_Text provided_:
━━━━━━━━━━━━━━━━━━━━━━━━━━━━━━

New York's Civilian Complaint Review Board, an outside oversight agency that looks into police wrongdoing, announced Thursday it had begun disciplinary proceedings against Pantaleo following an ultimatum given to the US Justice Department by the NYPD, saying it could no longer wait for the federal civil rights investigation to conclude, Raw Story reported Thursday.
"They confirmed to me for the first time that at this point they don't have an objection to us proceeding," Lawrence Byrne, the NYPD's deputy commissioner for legal matters, told The New York Times.
However, if you ask the DOJ, they've been saying for a long time now that the NYPD didn't have to wait for them.
Byrne sent a letter to the DOJ Monday saying the NYPD wanted to begin its internal proceedings on the fourth anniversary of Garner's death, which was Tuesday, and that they would begin by August 31 regardless of the federal government's decision. The DOJ responded by noting they had told the department back in April that they could begin their own proceedings as they wished, whether or not federal prosecutors brought charges against Pantaleo.
It's unlikely the NYPD missed that response, as the news brought protests led by Garner's mother, Gwen Carr, and criminal justice reform groups to the steps of city hall as activists demanded that New York Mayor Bill de Blasio immediately begin such proceedings, NYT reported at the time.
Nonetheless, Bryne claims the DOJ "consistently asked us" not to bring internal charges until their investigation was complete.
Either way, Pantaleo's trial isn't likely to begin before the year is out, Byrne said.
Pantaleo, who has been on desk duty since shortly after Garner's death, has still managed to rake in $120,000 a year, thanks to extensive overtime, Sputnik reported. He has already dodged criminal charges on Staten Island; in late 2014, a grand jury failed to indict him for Garner's death, and the NYPD's internal inquiry's findings still have not been made public.
The CCRB has already judged against Pantaleo once, when it ruled last year that he used an illegal chokehold against Garner and recommended the departmental charges that are now underway.

━━━━━━━━━━━━━━━━━━━━━━━━━━━━━━

(Data for pointing to things people describe)

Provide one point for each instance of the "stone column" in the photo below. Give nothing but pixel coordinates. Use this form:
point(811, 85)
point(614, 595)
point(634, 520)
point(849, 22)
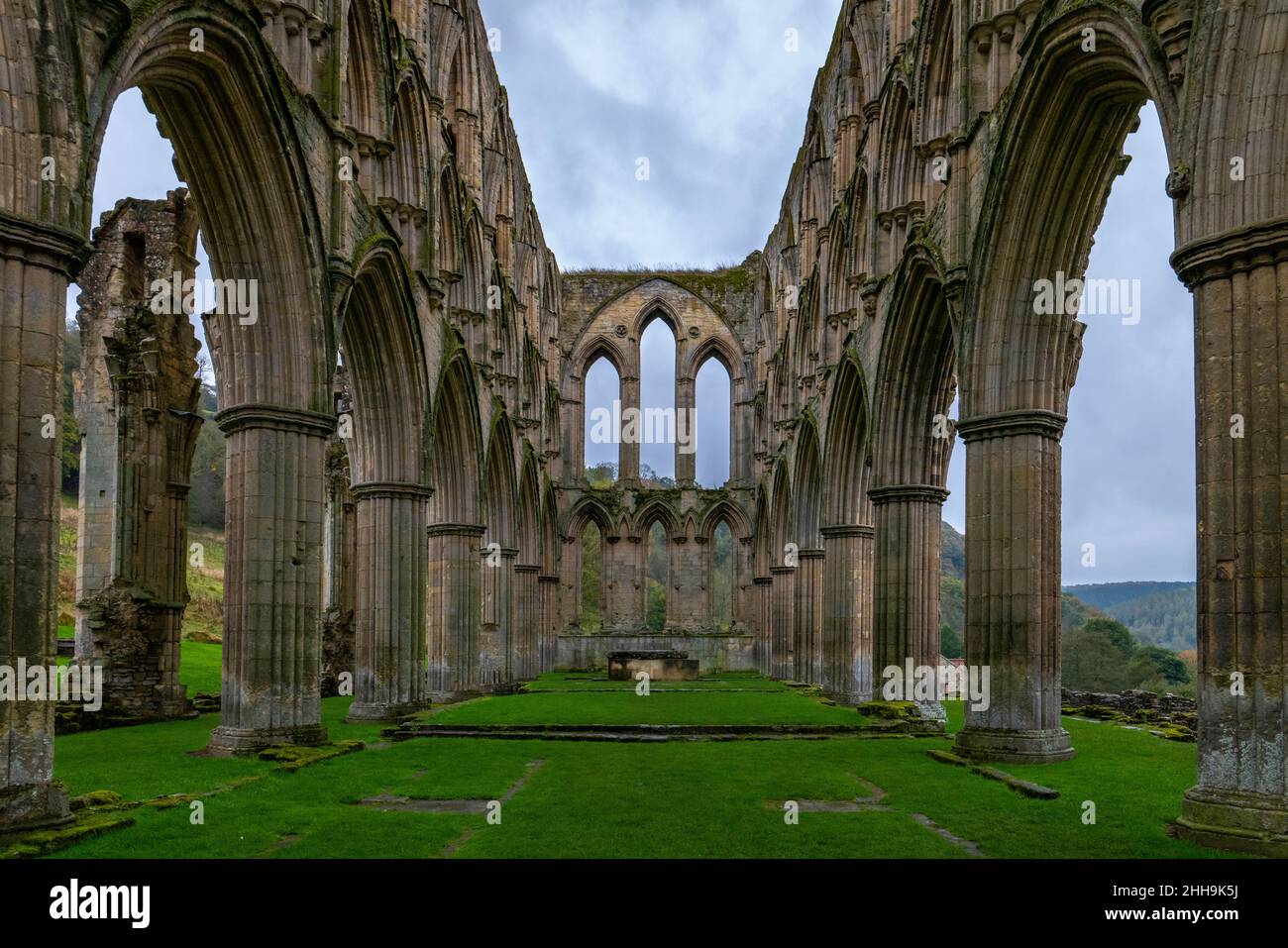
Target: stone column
point(807, 618)
point(1013, 584)
point(390, 572)
point(271, 578)
point(629, 451)
point(454, 609)
point(781, 661)
point(527, 621)
point(37, 264)
point(496, 659)
point(339, 556)
point(137, 398)
point(848, 612)
point(686, 425)
point(552, 621)
point(1240, 300)
point(907, 584)
point(764, 586)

━━━━━━━━━━━━━━━━━━━━━━━━━━━━━━

_Questions on the material_:
- A) In the article on Pantaleo's disciplinary case, shorten the paragraph that opens "Byrne sent a letter to the DOJ Monday" into a short list that keeps its main facts.
- B) Pick up the article on Pantaleo's disciplinary case and keep writing after its final sentence.
The listing above comes from a separate source, not from the article on Pantaleo's disciplinary case.

_Answers to this exercise_:
- A)
- On Monday, Byrne wrote to the DOJ that the NYPD wanted to begin internal proceedings on Tuesday, the fourth anniversary of Garner's death.
- The NYPD would begin by August 31 no matter what the federal government decided.
- The DOJ replied that in April it had already told the department it could begin whenever it wished, whether or not federal prosecutors charged Pantaleo.

- B)
One reason the Justice Department may be dragging its feet on charging Pantaleo with anything is that federal prosecutors may not be confident they could win the case. The NYT noted in April that police abuse cases are among the hardest to prosecute, as juries readily grant deference to police officers for actions carried out under pressure.
Garner, 43, was confronted by police officers on July 17, 2014, because he was believed to be illegally selling single cigarettes from packs without tax stamps outside a Staten Island store. When Garner objected to police stopping him and once again giving him a hard time, Pantaleo attempted to arrest him, but Garner pulled his arms away. In cell phone footage of the incident used by the CCRB to charge him, Pantaleo can be seeing placing Garner into an illegal chokehold as a half-dozen other officers help tackle Garner to the ground while he says, "I can't breathe."
Garner died on his way to the hospital, and the medical examiner later confirmed that he had died of "compression of neck, compression of chest and prone positioning during physical restraint by police," ruling his death a homicide, the NYT reported at the time. His death, and the lack of criminal charges against Pantaleo, helped fuel the burgeoning Black Lives Matter movement.
The NYPD has not yet meted out punishment from its internal investigation, but if he is found guilty during these disciplinary proceedings, Pantaleo could be dismissed from the force.